RECORDS:
begin
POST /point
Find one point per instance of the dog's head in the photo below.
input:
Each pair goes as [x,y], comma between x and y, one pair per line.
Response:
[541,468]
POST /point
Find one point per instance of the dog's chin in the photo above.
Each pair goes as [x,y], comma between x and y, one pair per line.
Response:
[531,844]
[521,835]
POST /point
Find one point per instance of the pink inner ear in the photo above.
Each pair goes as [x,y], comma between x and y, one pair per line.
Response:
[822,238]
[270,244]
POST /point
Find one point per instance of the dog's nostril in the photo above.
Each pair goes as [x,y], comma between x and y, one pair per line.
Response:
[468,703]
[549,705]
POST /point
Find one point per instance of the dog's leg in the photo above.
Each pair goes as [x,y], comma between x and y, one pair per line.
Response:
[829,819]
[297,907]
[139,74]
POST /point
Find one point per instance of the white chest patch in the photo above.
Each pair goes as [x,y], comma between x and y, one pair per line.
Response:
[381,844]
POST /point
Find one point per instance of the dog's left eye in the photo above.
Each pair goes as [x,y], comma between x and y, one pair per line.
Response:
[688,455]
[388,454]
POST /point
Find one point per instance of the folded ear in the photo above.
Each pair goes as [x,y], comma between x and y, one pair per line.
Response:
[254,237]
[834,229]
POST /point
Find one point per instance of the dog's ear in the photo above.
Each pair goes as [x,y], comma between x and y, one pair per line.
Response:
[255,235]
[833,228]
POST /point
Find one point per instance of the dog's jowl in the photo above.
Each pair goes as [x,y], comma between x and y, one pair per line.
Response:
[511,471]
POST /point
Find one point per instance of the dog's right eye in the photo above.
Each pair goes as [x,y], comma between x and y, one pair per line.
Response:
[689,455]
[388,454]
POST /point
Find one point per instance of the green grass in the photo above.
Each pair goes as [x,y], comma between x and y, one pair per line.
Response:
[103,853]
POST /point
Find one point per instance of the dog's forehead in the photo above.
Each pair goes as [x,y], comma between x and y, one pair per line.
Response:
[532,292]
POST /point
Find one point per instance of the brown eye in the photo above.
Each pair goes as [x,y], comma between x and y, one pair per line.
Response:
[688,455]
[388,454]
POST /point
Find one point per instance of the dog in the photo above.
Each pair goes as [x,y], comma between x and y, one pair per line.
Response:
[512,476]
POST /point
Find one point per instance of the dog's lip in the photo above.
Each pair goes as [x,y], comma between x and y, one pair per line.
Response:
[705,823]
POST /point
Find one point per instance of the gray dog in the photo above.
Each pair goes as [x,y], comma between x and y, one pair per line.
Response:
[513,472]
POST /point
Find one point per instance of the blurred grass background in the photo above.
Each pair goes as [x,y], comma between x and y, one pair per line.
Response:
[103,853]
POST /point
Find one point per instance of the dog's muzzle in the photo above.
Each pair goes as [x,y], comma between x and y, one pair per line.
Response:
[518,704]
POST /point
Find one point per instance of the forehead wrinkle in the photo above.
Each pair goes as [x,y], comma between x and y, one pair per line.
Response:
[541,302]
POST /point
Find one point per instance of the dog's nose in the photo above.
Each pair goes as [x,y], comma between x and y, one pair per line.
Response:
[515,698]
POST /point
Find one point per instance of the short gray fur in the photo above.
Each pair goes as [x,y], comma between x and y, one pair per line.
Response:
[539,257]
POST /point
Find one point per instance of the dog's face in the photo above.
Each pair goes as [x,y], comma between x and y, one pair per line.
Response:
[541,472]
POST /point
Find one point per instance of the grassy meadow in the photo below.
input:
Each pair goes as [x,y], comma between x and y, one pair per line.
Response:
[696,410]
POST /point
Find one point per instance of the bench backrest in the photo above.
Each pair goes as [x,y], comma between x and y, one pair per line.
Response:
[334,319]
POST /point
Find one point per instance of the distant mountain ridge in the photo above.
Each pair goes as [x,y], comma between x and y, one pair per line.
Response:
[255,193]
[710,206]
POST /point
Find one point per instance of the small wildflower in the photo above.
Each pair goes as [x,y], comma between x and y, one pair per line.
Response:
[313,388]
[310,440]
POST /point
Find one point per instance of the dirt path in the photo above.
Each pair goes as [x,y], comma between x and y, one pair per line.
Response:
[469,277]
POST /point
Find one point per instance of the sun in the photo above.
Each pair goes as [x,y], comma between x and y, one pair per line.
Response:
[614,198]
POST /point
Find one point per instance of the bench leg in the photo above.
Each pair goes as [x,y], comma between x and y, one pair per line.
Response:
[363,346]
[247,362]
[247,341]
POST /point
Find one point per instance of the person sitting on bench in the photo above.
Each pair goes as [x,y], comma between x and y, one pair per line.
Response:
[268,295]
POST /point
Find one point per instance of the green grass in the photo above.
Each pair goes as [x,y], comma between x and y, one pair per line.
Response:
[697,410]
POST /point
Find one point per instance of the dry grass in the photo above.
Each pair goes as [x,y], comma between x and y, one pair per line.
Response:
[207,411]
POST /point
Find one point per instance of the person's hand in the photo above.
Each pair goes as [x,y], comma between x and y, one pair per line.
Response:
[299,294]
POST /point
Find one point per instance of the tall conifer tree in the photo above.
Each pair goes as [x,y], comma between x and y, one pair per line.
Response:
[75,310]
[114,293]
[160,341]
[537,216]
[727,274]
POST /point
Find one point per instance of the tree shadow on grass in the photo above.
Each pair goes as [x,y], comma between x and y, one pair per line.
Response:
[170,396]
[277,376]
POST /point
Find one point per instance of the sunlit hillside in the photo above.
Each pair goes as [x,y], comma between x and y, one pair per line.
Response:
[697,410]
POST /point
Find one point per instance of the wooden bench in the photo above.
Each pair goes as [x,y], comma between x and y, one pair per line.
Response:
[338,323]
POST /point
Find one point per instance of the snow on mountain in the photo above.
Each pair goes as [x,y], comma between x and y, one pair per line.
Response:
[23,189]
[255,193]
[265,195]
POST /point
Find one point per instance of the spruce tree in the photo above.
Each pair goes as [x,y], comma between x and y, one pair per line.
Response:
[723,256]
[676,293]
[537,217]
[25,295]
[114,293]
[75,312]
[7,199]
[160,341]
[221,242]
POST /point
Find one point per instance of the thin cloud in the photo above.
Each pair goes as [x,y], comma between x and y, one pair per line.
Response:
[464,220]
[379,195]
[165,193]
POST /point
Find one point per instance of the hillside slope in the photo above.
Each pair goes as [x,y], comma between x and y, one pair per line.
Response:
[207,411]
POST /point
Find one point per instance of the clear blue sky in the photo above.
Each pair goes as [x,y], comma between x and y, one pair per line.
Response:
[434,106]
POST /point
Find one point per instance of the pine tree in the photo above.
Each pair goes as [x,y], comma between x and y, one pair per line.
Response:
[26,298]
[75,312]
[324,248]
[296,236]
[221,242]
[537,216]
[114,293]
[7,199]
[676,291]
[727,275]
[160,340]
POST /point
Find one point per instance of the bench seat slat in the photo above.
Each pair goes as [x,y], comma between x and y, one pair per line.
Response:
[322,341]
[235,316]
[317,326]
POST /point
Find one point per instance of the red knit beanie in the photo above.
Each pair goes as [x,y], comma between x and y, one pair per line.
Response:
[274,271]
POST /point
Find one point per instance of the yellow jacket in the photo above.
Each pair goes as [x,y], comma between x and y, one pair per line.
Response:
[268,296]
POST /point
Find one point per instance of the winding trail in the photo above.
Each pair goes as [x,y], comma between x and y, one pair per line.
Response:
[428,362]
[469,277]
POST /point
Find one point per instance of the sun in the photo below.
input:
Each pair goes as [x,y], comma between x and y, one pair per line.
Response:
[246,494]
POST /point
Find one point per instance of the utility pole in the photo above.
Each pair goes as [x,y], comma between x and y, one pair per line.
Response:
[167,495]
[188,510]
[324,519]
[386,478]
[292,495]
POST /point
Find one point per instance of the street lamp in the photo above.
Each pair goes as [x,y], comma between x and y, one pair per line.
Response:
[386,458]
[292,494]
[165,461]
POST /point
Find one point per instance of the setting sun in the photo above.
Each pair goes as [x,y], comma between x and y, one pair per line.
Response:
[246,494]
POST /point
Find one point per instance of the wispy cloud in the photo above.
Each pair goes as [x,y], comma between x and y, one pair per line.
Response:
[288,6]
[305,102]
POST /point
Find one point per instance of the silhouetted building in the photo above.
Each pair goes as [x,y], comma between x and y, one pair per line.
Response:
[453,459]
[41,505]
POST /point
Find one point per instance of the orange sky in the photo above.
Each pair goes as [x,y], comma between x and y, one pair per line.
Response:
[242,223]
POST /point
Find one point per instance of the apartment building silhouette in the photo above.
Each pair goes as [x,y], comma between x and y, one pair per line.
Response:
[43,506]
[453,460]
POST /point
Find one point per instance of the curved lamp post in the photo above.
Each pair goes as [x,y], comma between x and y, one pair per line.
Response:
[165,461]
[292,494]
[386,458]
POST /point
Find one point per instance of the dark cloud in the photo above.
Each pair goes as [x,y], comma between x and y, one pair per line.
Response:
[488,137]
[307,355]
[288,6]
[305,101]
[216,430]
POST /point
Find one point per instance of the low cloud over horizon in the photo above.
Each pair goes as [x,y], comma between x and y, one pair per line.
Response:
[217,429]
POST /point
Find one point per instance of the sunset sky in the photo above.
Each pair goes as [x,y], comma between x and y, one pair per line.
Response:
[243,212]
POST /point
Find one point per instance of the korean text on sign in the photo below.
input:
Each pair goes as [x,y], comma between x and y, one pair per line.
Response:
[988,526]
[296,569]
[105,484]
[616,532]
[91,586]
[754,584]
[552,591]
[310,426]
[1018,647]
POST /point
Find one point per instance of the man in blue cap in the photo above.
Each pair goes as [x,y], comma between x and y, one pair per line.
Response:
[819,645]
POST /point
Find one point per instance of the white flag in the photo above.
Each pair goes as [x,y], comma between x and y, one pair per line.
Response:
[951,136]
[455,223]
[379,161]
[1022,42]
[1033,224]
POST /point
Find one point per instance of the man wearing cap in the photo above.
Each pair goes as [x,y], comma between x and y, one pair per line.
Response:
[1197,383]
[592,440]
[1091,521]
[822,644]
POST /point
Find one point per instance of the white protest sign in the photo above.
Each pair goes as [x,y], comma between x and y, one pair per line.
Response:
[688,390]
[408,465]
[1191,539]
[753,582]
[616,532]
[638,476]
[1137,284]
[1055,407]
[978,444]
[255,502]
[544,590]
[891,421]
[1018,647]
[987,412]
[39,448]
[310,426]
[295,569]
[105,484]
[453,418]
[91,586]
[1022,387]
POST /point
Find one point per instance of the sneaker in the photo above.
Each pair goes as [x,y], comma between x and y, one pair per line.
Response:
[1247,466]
end
SET EXERCISE: Which rows above contain the string "bench", with case counting? Copy each of those rows in full.

ANSWER TO THIS PROBLEM:
Find one point per instance of the bench backrest in the photo above.
Find one point per instance of the bench leg in the photo above.
Find one point per instance of the person sitting on bench in the photo above.
Find one point per instance of the wooden bench in the photo above.
Find one point per instance of the bench seat slat in the photo above.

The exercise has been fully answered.